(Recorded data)
== Segment start ==
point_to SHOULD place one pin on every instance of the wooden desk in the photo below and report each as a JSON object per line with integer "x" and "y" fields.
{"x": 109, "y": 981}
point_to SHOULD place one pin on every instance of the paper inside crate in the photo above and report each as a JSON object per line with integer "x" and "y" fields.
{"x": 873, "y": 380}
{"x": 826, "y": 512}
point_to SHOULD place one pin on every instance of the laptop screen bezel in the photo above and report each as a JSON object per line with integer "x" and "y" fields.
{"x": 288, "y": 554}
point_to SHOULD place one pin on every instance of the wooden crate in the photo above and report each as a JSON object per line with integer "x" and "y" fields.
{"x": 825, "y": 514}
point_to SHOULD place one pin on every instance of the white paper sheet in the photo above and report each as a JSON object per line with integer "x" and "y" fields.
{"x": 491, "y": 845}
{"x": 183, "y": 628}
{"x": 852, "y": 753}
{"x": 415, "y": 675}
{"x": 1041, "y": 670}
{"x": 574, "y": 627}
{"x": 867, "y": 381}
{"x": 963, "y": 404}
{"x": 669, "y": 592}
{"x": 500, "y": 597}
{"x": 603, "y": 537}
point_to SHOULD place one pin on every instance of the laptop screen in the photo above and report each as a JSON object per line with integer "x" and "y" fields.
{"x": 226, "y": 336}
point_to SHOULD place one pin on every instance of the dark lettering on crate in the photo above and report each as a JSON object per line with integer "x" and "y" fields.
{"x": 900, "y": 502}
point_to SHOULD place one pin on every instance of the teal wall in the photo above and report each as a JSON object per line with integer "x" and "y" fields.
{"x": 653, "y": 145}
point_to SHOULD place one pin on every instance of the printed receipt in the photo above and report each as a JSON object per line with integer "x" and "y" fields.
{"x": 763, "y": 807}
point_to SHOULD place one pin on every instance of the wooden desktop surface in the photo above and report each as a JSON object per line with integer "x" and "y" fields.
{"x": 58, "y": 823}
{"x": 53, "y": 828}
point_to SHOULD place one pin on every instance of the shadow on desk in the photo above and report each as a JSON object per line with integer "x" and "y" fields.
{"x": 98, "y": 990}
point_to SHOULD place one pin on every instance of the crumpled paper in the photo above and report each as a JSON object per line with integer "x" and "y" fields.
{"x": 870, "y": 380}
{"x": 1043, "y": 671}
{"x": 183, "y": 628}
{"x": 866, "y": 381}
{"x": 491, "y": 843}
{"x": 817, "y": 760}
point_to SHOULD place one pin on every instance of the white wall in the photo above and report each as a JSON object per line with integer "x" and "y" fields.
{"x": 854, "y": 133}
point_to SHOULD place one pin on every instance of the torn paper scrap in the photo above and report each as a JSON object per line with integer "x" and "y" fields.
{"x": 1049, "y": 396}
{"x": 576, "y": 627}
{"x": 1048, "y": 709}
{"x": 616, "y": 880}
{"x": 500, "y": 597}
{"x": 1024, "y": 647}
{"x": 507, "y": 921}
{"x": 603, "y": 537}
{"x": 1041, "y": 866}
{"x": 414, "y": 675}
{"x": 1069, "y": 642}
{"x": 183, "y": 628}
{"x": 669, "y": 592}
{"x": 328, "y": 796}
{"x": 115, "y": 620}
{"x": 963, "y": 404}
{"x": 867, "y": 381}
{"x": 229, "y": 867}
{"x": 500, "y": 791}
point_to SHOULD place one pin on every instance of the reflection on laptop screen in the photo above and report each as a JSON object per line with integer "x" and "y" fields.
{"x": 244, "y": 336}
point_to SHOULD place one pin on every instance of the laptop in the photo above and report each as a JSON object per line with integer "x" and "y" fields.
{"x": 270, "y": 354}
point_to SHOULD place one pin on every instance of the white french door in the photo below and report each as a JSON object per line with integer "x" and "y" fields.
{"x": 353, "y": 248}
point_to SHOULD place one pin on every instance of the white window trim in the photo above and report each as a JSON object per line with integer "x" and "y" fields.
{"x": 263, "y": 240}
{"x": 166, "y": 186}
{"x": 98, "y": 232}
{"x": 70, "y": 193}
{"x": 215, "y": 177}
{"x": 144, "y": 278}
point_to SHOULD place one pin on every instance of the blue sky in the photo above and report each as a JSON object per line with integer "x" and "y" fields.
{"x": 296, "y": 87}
== Segment end ==
- [WHAT YOU WILL DO] Print the entries exactly.

- [ANSWER SECTION]
point_to SHOULD place one pin on every instance of the wooden desk in the photo below and report each as a JSON object per line with integer "x" and "y" fields.
{"x": 109, "y": 981}
point_to SHOULD place one pin on every instance of the paper inside crate in the photo above and report each as a JSON object per line with integer "x" and "y" fields.
{"x": 873, "y": 380}
{"x": 826, "y": 512}
point_to SHOULD place one pin on every instance of the laptop screen bezel in the photo above and report each as a JSON object per line with integer "x" and "y" fields.
{"x": 288, "y": 554}
point_to SHOULD place one pin on every instance of the wooden crate in the photo above and report each as a JSON object per line with integer "x" and "y" fields.
{"x": 825, "y": 514}
point_to SHOULD place one pin on every instance of the white paper sheet in the photo above and report each as a JSON object per line with integer "x" and "y" fields.
{"x": 491, "y": 845}
{"x": 183, "y": 628}
{"x": 852, "y": 753}
{"x": 415, "y": 675}
{"x": 1041, "y": 670}
{"x": 574, "y": 627}
{"x": 867, "y": 381}
{"x": 963, "y": 404}
{"x": 669, "y": 592}
{"x": 500, "y": 597}
{"x": 603, "y": 537}
point_to SHOULD place one pin on every instance of the laptop screen in the photo above and report each as a JSON object per line with integer "x" and "y" fields.
{"x": 226, "y": 336}
point_to SHOULD place one pin on every instance of the dark lettering on crate in the photo above and report each as a JSON object per line with integer "x" and "y" fields.
{"x": 900, "y": 502}
point_to SHOULD place one pin on every instance of the teal wall in the photo above and report each as a JSON object per line with integer "x" and "y" fields.
{"x": 653, "y": 145}
point_to SHOULD place one pin on every instance of the printed receipt in the photo above and report each as a JSON object per line with integer "x" and "y" fields.
{"x": 763, "y": 807}
point_to SHOULD place one pin on every instance of the wooden desktop surface in the photo above and report each as a JSON object per line with integer "x" and "y" fields.
{"x": 58, "y": 823}
{"x": 53, "y": 828}
point_to SHOULD place one pin on every instance of the shadow on desk in the photo above and report each as a JSON object per line with integer "x" and "y" fields.
{"x": 98, "y": 990}
point_to SHOULD place one pin on every instance of the crumpled paper in the photo above and report each as a JSON object per line with integer "x" and "y" fields.
{"x": 870, "y": 380}
{"x": 1043, "y": 671}
{"x": 183, "y": 628}
{"x": 866, "y": 381}
{"x": 491, "y": 843}
{"x": 817, "y": 760}
point_to SHOULD place one pin on every instance of the white wall in the photo above and report each as a JSON object per line with integer "x" and "y" fields.
{"x": 854, "y": 133}
point_to SHOULD place one pin on every instance of the torn paper scrap in the photo above and report each as a JSON object per line with integer "x" and "y" fields.
{"x": 1049, "y": 396}
{"x": 576, "y": 627}
{"x": 1048, "y": 709}
{"x": 616, "y": 880}
{"x": 500, "y": 597}
{"x": 1024, "y": 647}
{"x": 507, "y": 921}
{"x": 603, "y": 537}
{"x": 1041, "y": 866}
{"x": 414, "y": 675}
{"x": 1069, "y": 642}
{"x": 183, "y": 628}
{"x": 669, "y": 592}
{"x": 328, "y": 796}
{"x": 115, "y": 620}
{"x": 963, "y": 404}
{"x": 867, "y": 381}
{"x": 229, "y": 867}
{"x": 500, "y": 791}
point_to SHOULD place one pin on every instance of the reflection on laptop screen in the photo above and report each as a JSON object per line with integer "x" and "y" fields.
{"x": 244, "y": 336}
point_to SHOULD place one pin on every instance of the laptop in the photo above and report each as a JSON object per line with integer "x" and "y" fields.
{"x": 270, "y": 354}
point_to SHOULD place one pin on every instance of the white french door in the photo below and report each as a JSON object per line with integer "x" and "y" fields.
{"x": 353, "y": 248}
point_to SHOULD place one pin on every instance of the white window trim in the photo above and report each as a JSON object per line with integer "x" and "y" fields.
{"x": 263, "y": 240}
{"x": 166, "y": 186}
{"x": 98, "y": 232}
{"x": 70, "y": 193}
{"x": 215, "y": 177}
{"x": 144, "y": 278}
point_to SHOULD place one pin on every instance of the blue sky in the photo above and report each as a JSON object per line with integer "x" and "y" fields.
{"x": 296, "y": 87}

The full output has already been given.